Exercise instructions
After locating the line that contains "Pass the picture above and point out the komainu" in the records below, write out exactly that line and each line after it through the one that contains "Pass the picture above and point out the banner", and nothing else.

Collection entries:
☆ ☆ ☆ ☆

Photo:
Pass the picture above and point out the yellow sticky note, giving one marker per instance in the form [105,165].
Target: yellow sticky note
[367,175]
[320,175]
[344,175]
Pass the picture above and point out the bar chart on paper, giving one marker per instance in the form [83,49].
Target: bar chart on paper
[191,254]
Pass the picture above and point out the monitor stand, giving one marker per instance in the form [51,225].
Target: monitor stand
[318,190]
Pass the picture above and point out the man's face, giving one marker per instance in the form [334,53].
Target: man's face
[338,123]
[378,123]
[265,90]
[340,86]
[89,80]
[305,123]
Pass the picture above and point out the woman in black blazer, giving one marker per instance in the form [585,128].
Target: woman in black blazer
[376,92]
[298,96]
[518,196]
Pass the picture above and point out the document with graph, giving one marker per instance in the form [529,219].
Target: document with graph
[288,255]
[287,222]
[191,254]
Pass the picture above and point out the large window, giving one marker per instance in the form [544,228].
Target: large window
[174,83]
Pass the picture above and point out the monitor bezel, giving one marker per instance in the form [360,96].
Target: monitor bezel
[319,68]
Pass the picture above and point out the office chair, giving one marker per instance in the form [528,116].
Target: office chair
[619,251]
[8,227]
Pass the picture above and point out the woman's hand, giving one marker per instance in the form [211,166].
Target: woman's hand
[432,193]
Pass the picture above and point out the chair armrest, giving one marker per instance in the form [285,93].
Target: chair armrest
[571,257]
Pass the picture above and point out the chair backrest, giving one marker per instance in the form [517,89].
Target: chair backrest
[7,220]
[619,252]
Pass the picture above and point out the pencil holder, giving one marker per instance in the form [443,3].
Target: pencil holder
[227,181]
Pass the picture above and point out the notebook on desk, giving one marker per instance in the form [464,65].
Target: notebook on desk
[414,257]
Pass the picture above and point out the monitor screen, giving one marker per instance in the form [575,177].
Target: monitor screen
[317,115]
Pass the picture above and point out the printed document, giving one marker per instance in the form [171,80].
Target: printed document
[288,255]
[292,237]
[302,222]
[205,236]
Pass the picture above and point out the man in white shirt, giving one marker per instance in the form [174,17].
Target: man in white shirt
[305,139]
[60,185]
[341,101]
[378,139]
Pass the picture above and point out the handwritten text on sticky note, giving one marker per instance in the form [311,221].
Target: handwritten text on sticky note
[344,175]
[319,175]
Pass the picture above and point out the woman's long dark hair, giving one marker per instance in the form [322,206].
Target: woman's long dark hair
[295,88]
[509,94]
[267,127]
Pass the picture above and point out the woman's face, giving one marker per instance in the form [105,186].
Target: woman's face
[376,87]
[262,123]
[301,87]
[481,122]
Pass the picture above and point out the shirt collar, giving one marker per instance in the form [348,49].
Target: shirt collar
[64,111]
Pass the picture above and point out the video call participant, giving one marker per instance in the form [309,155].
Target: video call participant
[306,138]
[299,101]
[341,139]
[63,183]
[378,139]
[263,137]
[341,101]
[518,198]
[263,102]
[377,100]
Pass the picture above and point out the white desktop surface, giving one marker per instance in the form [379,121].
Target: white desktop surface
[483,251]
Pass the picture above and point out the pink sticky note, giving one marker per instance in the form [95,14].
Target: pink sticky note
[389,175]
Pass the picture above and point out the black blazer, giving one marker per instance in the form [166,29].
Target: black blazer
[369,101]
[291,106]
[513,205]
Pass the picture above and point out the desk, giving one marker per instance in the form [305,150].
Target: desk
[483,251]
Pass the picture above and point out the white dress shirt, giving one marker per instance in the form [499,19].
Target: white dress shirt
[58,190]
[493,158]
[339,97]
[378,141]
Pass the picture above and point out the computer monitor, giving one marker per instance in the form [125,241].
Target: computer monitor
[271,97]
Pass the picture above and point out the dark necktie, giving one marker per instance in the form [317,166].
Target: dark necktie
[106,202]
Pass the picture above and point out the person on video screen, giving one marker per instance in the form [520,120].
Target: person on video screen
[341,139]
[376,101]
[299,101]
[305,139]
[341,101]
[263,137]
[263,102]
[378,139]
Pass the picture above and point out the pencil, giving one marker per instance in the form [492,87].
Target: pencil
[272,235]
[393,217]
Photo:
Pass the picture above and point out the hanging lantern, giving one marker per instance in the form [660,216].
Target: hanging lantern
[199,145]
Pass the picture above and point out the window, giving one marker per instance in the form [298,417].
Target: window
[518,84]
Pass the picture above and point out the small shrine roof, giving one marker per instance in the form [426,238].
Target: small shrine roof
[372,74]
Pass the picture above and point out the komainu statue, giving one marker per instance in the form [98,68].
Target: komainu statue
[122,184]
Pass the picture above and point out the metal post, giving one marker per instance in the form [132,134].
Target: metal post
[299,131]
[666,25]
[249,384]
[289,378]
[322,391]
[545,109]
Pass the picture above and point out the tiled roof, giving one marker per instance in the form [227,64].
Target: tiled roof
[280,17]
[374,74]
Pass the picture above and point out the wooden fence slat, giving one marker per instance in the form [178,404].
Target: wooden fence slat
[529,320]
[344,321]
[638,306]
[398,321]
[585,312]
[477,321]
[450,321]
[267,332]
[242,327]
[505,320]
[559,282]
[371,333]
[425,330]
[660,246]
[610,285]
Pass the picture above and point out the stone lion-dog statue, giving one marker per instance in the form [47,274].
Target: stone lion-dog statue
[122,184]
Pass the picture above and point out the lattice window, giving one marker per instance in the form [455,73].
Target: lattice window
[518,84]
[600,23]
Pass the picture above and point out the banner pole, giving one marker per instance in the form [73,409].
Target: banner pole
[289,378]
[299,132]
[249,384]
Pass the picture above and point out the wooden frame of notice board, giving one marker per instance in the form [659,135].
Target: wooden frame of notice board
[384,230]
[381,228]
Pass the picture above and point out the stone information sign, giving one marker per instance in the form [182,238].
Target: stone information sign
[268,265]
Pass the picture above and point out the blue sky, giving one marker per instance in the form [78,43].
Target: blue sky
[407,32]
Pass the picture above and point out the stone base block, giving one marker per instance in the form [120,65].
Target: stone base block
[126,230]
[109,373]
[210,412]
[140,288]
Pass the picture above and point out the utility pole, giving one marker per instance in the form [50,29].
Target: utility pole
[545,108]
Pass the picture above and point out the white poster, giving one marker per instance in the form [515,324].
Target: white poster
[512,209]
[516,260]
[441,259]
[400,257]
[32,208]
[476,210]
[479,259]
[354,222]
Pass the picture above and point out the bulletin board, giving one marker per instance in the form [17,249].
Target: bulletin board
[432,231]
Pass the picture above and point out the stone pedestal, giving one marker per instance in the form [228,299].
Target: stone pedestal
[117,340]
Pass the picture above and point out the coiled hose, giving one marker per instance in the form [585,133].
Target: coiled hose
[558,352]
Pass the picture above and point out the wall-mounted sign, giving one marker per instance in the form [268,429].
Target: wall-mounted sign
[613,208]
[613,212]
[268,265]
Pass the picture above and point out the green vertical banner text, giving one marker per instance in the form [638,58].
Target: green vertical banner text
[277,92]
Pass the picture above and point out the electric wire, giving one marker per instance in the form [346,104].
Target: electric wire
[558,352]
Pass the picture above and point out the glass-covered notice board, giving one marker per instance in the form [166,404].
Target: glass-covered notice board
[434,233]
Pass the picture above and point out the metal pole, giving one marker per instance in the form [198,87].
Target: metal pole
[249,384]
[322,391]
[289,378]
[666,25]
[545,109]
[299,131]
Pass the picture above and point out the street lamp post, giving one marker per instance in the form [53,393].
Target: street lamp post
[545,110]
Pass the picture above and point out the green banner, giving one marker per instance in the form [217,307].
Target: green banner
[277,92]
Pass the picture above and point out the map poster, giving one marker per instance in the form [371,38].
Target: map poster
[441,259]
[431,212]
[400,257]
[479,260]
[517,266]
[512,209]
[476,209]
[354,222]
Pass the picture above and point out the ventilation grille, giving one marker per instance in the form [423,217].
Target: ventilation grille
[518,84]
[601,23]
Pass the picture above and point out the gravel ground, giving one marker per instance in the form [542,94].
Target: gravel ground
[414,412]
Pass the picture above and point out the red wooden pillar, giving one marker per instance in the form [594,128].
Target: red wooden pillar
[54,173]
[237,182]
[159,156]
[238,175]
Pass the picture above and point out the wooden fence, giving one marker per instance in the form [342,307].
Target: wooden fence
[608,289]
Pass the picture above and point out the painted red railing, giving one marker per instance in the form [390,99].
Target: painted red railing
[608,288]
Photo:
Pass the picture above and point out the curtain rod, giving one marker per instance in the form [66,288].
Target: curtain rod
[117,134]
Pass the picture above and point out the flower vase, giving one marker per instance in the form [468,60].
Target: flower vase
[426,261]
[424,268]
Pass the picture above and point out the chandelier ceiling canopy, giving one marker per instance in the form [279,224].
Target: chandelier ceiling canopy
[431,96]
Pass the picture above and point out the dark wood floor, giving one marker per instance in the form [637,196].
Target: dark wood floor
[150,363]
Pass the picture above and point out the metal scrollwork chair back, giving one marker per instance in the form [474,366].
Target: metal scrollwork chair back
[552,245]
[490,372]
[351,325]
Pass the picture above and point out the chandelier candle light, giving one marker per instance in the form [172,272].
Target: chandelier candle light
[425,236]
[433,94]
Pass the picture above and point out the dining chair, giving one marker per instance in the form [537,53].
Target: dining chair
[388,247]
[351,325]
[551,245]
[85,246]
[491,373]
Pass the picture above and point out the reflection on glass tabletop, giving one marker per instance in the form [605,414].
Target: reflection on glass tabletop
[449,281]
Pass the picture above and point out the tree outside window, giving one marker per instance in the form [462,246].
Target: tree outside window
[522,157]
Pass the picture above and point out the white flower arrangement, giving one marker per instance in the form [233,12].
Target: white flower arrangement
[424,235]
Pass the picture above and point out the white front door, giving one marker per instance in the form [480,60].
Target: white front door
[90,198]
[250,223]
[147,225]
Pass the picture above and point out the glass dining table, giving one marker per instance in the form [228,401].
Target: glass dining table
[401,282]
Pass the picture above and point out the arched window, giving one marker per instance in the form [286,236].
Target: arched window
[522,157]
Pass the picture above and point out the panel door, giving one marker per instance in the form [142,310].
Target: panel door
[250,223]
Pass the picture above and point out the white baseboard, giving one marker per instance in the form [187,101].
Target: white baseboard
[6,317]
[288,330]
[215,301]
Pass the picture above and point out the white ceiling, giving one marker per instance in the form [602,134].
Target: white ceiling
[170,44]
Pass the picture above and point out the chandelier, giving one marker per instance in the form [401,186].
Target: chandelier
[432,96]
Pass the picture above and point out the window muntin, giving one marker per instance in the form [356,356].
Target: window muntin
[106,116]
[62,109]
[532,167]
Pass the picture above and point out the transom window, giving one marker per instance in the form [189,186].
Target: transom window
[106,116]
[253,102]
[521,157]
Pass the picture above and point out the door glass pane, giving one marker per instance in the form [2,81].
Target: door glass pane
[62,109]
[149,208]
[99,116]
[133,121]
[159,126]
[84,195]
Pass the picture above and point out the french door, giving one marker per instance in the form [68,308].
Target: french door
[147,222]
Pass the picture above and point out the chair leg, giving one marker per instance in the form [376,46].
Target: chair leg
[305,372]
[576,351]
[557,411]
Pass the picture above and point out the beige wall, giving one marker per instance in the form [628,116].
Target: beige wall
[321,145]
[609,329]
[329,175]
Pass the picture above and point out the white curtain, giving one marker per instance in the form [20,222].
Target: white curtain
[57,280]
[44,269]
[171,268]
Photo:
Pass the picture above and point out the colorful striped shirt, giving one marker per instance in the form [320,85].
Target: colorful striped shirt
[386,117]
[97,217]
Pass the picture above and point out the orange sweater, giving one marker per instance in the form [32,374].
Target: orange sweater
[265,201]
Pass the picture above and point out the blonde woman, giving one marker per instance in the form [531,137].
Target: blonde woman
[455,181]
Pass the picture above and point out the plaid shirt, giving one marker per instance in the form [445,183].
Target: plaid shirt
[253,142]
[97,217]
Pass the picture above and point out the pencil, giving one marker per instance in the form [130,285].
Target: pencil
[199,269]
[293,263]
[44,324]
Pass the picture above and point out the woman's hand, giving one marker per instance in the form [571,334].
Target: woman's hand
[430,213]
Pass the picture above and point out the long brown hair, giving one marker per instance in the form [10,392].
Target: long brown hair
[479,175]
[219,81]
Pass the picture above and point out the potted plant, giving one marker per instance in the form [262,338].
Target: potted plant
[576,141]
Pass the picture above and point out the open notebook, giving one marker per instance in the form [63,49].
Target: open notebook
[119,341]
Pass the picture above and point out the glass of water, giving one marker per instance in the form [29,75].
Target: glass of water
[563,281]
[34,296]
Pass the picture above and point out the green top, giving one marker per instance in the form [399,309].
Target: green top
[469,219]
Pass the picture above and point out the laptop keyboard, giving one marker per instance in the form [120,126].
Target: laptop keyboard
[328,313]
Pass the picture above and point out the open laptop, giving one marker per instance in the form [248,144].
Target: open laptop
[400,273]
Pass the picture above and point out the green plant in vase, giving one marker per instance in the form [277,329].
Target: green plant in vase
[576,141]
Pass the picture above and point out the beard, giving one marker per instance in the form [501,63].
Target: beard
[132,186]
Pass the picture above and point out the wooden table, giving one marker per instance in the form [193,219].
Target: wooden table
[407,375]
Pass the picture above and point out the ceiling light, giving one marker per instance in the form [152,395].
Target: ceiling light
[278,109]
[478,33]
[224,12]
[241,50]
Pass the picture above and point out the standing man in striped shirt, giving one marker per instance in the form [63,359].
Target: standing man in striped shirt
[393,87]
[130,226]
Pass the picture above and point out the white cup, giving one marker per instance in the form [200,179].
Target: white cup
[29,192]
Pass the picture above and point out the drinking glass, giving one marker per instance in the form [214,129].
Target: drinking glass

☆ ☆ ☆ ☆

Answer to the exercise
Pass the picture above and point out the komainu statue, giving one marker per instance in the form [98,68].
Target: komainu statue
[122,184]
Pass the picture above and point out the metal post, giving one marker per instance in the form [132,134].
Target: metal post
[299,131]
[666,25]
[249,384]
[289,378]
[322,391]
[545,109]
Pass the picture above and point out the tiled roof, giving one marker per instance in the form [227,64].
Target: tiled roof
[280,17]
[374,74]
Pass the picture above and point out the wooden fence slat, giving one marker per instance in the form [178,404].
Target: wooden fence slat
[529,320]
[344,321]
[638,306]
[398,321]
[585,312]
[477,321]
[450,321]
[267,332]
[242,327]
[505,320]
[559,282]
[371,333]
[425,330]
[660,246]
[610,285]
Pass the picture above and point out the stone lion-dog statue, giving one marker per instance in the form [47,274].
Target: stone lion-dog statue
[122,184]
Pass the picture above and point out the lattice window, giving one marker per instance in the form [455,73].
Target: lattice window
[518,84]
[600,23]
Pass the picture above and point out the banner pole, giving one marker per instance in the form [73,409].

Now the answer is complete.